> Goal: Extract the text of each entry below exactly, leaving every image behind.

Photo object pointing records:

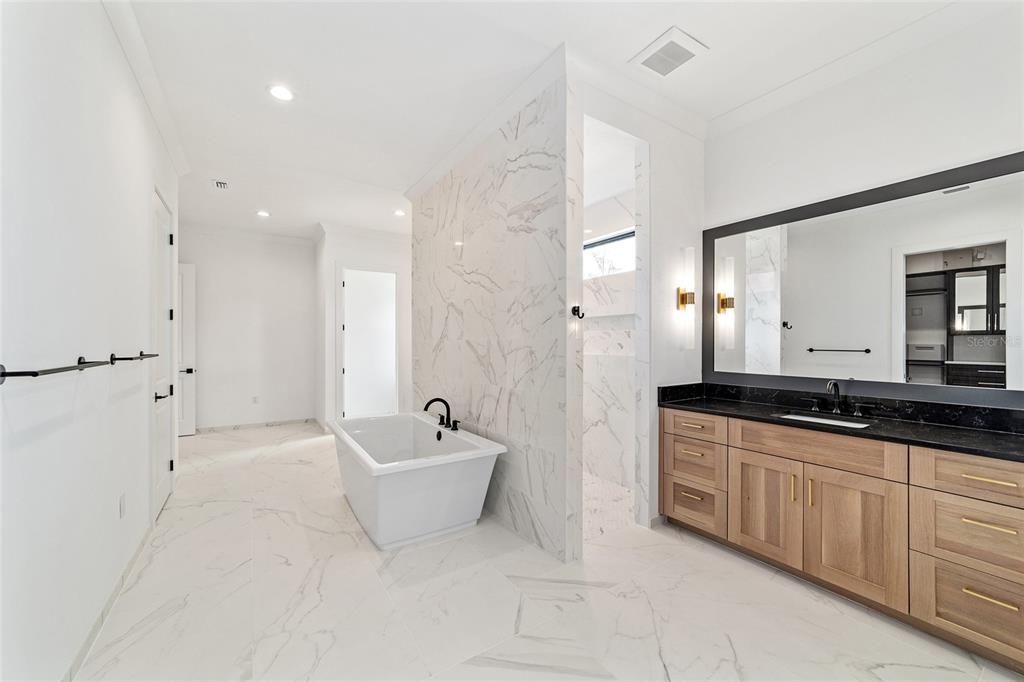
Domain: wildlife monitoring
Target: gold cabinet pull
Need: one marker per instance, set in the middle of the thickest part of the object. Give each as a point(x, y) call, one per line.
point(990, 526)
point(991, 600)
point(993, 481)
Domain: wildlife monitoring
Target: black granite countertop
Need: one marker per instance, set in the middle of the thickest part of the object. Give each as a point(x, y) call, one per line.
point(996, 444)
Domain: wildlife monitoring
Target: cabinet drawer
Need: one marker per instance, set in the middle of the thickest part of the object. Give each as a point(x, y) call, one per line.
point(700, 506)
point(975, 534)
point(977, 606)
point(699, 461)
point(985, 478)
point(695, 425)
point(871, 458)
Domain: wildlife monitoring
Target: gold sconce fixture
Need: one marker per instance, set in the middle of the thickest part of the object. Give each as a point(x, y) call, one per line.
point(684, 298)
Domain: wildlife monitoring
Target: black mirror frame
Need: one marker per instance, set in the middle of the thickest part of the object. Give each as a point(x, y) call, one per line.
point(984, 170)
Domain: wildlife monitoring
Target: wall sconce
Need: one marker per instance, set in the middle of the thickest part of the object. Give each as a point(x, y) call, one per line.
point(684, 298)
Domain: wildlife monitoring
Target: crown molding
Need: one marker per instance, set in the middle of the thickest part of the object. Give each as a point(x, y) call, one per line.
point(126, 28)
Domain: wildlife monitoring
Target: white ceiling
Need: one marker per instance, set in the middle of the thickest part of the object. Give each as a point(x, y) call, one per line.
point(384, 90)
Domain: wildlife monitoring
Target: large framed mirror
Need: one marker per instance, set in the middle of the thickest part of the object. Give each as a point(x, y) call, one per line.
point(913, 290)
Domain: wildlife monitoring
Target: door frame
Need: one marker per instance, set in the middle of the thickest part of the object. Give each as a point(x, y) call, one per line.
point(185, 304)
point(339, 339)
point(156, 506)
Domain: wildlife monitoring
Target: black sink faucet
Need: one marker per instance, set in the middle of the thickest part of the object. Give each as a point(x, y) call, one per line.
point(445, 421)
point(833, 387)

> The output:
Domain: wildlife monitoring
Target: gold cabinet pull
Need: one marker per instance, set in the middle of the thickest part of the object. Give each as a point(x, y) call, one per line.
point(990, 526)
point(991, 600)
point(993, 481)
Domain: wildlife monitoring
Target: black granite countertop
Need: one marker per instance, set in the middle of the thickest part of the object. Give each as a point(x, y) call, one per line.
point(996, 444)
Domain: wildlife monitoring
Target: cabinet drawer
Need: one marker per instance, set in the middle of the thickest part of the object. Give each as a point(x, y) call, one per line.
point(700, 506)
point(975, 534)
point(977, 606)
point(699, 461)
point(985, 478)
point(695, 425)
point(871, 458)
Domain: wildlife monitoring
Target: gold sconce fixture
Need: one marker per instance, set in the middle of the thickest part of the object. Give each as a point(x, y) call, one per line.
point(684, 298)
Domain: wildlife monitoring
Target: black mirror frame
Need: one marker per instance, set in the middle of the thickest part of the object. Give each as a point(x, y) call, one per line.
point(984, 170)
Domain: wildlife monitoring
Target: wall sconce
Need: one marker per instance, set in the middle of the thickest part of the object. Give each as a point(x, y) call, one per line.
point(684, 298)
Domain: wildlife monitoring
Target: crown molding
Need: one marker per instance, set in the middle of the thickest part of the object. Give each as a point(x, y) call, one per line.
point(126, 28)
Domain: wildlife monitoring
Target: white ceiling
Need: one marker per instance, set in the middle of the thickest part of the object. Give each as a point(x, y) call, one per line.
point(384, 90)
Domain: wildlife monitoring
Target: large framed mirror
Need: one marker per instance, set in the middle of the thickest part of the object. Give each as a point(x, y) call, one per line.
point(913, 290)
Domain: wildlife monitoring
Target: door frame
Need: one marker per instance, set in the middle of the thickest part of the object. Give each as a point(x, y) call, one per line.
point(185, 304)
point(339, 339)
point(156, 506)
Domain: wildlife monitoring
Target: black sink faucet
Need: one marker per instance, set in the middle of the thickest part of the object. Give each as a point(x, y) call, one per line.
point(445, 421)
point(833, 387)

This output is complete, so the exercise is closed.